> **Written task**: List every distinct username that posted in the forum thread on Watkins' Tower below.

> **Document passage**:
[START]
# Watkins' Tower in London



## Obelixx (Apr 14, 2005)

In 1891 work construction of Watkin's Tower ( http://en.wikipedia.org/wiki/Watkins'_Tower ) in London begun. This tower was planned as a British counterpart to Eiffel Tower, but was never completed. Only a stump was built until 1894, which was demolished in 1907.
Has someone more informations about it? (Photographs of the stump, constructions drawings)
Why was it not completed?


----------



## Mr Bricks (May 6, 2005)

Here is one picture i found on emporis.com.There it´s called Wembley park tower. The height of the tower would have been 353m.


----------



## Mr Bricks (May 6, 2005)

Looks pretty much like the eiffel tower....


----------



## potto (Sep 12, 2002)

yeah it was pretty much the same design, just taller of course. The project was a private scheme that ran out of money. Edward Watkin was the brain child, he picked the design and even tried (unsuccessfully) to get Eiffel to be the projects engineer! Only the section shown in the photo above was ever built, known as Watkins folly it remained there for some 16 years before it was demolished. Wembley Stadium was then built on the site for the British Empire Exhibition of 1924. The exhibition cost £12 million and was the largest ever staged. The stadium was kept and used as the famous football venue.


----------
[END]
> **Extracted entries**:
[START]
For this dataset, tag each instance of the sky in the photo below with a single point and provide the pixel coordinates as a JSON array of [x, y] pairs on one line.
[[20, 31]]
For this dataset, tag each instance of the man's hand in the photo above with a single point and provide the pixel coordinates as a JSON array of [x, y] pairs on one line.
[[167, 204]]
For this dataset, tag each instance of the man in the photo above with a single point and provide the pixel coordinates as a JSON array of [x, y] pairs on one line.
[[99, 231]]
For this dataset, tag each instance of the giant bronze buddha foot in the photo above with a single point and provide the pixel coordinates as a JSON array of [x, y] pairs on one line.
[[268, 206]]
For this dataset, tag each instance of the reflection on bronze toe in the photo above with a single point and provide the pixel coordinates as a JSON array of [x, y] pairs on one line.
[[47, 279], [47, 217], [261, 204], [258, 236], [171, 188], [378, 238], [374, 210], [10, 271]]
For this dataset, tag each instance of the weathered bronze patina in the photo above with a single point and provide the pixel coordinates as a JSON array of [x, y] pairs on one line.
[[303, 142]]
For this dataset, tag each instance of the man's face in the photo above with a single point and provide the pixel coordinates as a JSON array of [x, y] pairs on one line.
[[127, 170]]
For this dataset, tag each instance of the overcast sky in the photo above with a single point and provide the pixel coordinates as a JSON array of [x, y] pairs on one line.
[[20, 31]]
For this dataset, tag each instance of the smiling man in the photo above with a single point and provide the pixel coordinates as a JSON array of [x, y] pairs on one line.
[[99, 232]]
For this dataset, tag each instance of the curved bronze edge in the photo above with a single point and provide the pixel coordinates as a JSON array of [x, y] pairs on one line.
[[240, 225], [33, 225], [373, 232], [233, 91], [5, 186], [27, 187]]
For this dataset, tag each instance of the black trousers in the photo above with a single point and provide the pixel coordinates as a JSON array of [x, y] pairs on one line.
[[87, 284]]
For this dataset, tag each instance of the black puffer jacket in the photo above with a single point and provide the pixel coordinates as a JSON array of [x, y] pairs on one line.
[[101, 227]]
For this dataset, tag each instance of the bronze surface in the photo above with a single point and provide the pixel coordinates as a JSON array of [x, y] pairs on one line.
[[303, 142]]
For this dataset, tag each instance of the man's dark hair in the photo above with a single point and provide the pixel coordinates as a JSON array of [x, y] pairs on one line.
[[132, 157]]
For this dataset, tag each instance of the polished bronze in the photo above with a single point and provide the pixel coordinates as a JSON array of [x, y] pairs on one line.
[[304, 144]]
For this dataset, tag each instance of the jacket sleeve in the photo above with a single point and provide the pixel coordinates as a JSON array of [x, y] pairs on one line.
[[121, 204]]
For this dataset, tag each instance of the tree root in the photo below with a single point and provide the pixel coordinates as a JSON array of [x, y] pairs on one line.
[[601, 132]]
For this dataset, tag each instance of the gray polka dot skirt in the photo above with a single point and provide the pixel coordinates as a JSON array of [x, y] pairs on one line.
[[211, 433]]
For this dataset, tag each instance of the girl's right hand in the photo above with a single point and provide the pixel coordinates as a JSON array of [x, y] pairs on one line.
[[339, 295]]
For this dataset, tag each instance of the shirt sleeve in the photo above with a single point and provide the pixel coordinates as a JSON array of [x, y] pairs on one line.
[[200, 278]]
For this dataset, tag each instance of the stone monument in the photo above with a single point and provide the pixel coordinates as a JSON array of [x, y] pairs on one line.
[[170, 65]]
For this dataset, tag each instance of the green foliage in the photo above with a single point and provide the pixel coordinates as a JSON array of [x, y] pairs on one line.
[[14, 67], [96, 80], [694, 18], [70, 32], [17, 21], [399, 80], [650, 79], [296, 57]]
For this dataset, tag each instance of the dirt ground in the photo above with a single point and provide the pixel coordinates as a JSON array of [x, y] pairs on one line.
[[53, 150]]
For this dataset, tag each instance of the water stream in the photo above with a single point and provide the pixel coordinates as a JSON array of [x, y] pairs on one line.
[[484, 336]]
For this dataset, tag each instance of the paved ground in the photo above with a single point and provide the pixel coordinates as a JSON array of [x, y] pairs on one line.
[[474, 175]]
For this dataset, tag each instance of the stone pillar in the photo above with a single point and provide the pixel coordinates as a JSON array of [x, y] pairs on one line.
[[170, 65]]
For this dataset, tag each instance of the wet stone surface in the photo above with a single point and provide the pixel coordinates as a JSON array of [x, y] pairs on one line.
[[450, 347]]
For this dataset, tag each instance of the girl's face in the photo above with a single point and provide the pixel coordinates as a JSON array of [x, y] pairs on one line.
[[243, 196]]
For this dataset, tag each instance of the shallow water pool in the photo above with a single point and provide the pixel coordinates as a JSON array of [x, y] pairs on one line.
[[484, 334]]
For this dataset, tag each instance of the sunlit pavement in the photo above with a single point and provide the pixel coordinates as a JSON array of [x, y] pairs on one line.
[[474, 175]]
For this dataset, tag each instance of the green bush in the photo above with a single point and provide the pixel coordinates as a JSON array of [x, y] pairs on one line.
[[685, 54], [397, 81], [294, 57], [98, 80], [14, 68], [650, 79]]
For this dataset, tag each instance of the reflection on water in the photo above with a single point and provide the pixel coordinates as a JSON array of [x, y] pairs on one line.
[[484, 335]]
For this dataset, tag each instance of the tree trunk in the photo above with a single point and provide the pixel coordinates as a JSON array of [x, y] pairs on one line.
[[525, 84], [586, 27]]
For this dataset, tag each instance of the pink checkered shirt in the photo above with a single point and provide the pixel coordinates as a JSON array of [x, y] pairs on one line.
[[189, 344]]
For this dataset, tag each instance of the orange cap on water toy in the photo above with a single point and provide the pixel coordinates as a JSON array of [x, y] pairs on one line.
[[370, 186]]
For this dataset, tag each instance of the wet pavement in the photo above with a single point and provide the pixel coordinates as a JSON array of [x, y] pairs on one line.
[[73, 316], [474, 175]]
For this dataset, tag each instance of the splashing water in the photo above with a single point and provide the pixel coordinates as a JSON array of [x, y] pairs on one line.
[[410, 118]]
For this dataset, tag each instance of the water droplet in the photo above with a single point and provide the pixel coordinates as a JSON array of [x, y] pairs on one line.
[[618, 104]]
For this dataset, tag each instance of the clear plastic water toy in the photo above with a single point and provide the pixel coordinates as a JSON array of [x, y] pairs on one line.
[END]
> **Solution**: Obelixx, Mr Bricks, potto